### [Task objective]
Convert the listing, starting at the line containing "query | spot the dark" and ending at the end of the listing, into a two-column CSV with the headers instruction and response. Give one row for each text and its answer, with each value in a single quoted field and every line break turned into a space.

### [Extracted data]

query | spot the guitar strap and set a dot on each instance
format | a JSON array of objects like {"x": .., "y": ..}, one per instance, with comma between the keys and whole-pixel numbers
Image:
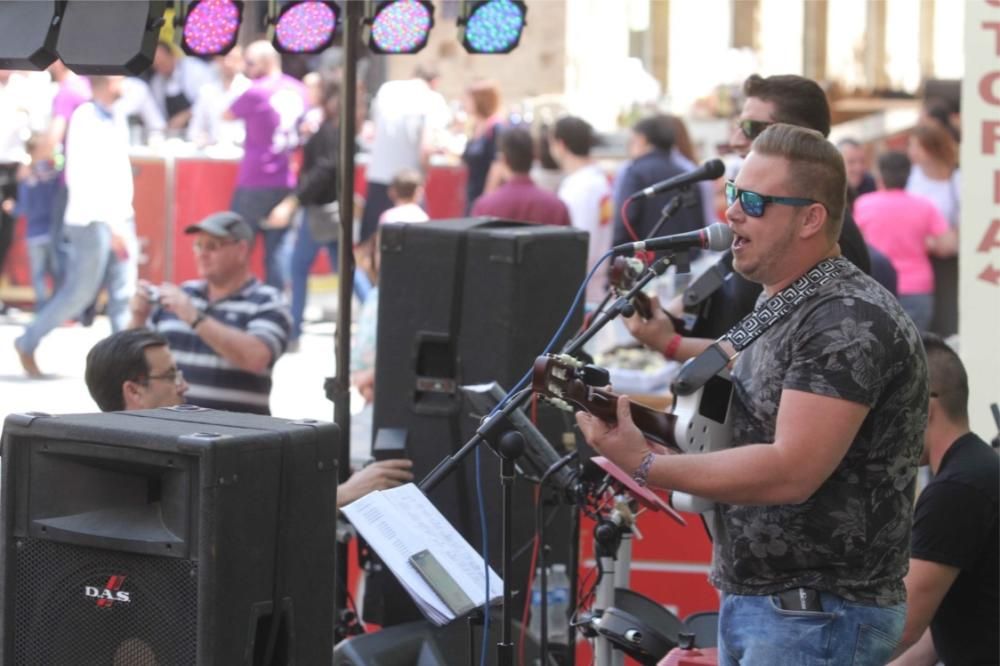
[{"x": 698, "y": 370}]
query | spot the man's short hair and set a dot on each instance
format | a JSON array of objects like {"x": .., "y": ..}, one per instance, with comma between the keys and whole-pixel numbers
[
  {"x": 816, "y": 171},
  {"x": 405, "y": 183},
  {"x": 116, "y": 359},
  {"x": 948, "y": 381},
  {"x": 518, "y": 149},
  {"x": 485, "y": 96},
  {"x": 576, "y": 134},
  {"x": 797, "y": 100},
  {"x": 894, "y": 169},
  {"x": 657, "y": 130}
]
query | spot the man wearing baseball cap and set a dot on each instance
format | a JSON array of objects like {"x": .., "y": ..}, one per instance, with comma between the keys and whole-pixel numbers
[{"x": 226, "y": 329}]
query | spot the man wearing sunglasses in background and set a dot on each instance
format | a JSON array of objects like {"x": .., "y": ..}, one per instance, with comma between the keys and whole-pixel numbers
[
  {"x": 226, "y": 329},
  {"x": 790, "y": 99},
  {"x": 815, "y": 495}
]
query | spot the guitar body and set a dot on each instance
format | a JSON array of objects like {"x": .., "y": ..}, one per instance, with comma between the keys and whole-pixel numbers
[
  {"x": 703, "y": 425},
  {"x": 699, "y": 422}
]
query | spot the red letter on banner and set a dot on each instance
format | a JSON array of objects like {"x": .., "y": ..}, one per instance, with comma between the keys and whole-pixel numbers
[{"x": 991, "y": 238}]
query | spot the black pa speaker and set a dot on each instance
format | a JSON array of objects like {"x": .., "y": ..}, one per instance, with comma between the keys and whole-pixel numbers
[
  {"x": 180, "y": 536},
  {"x": 110, "y": 36},
  {"x": 28, "y": 33},
  {"x": 469, "y": 301}
]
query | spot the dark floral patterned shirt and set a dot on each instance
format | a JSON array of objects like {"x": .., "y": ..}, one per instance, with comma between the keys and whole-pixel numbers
[{"x": 850, "y": 341}]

### [Answer to this task]
instruction,response
"query | spot the dark floral patterned shirt and set a dot on each instance format | a JSON array of objects like {""x"": .., ""y"": ..}, one per instance, with comma between the keys and whole-pixel numbers","[{""x"": 850, ""y"": 341}]"